Goal
From the two blocks of lines below, pull out every line that contains the word "tree" and copy each one in full.

Data extract

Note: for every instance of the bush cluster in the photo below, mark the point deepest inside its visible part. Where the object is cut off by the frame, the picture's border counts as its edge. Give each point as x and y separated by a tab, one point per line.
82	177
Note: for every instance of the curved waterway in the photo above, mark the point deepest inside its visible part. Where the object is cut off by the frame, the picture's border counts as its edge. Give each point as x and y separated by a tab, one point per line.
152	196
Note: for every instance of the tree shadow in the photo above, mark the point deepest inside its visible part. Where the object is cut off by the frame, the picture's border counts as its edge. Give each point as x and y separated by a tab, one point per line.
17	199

--

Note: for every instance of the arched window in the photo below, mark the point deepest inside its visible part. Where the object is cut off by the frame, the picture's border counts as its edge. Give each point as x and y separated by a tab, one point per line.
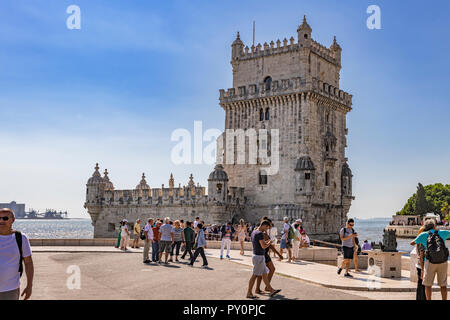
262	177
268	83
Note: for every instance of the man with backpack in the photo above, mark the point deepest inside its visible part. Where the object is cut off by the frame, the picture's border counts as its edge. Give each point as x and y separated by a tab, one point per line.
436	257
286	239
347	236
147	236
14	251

Written answer
Note: for every instance of the tree shadow in the photo above, mark the point deepest inside its visible part. Where the object is cut off by the frame, the picture's border counts as its edge. Give each point as x and y separated by a tab, one point per line.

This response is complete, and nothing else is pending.